▶ Aim of the task
Return every line of the data below verbatim, in its original order, and omit the pictures from your output.

▶ Material
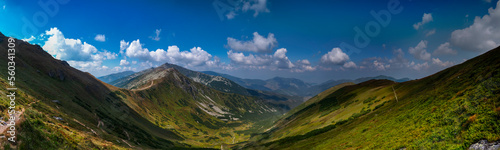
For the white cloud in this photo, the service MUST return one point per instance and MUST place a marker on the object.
(105, 55)
(257, 44)
(257, 6)
(380, 65)
(135, 50)
(437, 61)
(72, 49)
(335, 56)
(123, 45)
(350, 64)
(195, 57)
(250, 60)
(483, 35)
(281, 60)
(278, 60)
(420, 51)
(418, 67)
(124, 62)
(100, 38)
(231, 15)
(303, 65)
(157, 35)
(399, 59)
(94, 67)
(444, 49)
(425, 19)
(431, 32)
(29, 39)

▶ Solution to the problem
For the white cloud in this photo, the service MUST return one point per instance and MUST place a marker on the object.
(105, 55)
(257, 44)
(257, 6)
(380, 65)
(135, 50)
(437, 61)
(72, 49)
(335, 56)
(123, 45)
(350, 64)
(195, 57)
(250, 60)
(483, 35)
(281, 60)
(278, 60)
(420, 51)
(418, 67)
(124, 62)
(100, 38)
(231, 15)
(303, 65)
(157, 35)
(399, 59)
(94, 67)
(444, 49)
(425, 19)
(431, 32)
(29, 39)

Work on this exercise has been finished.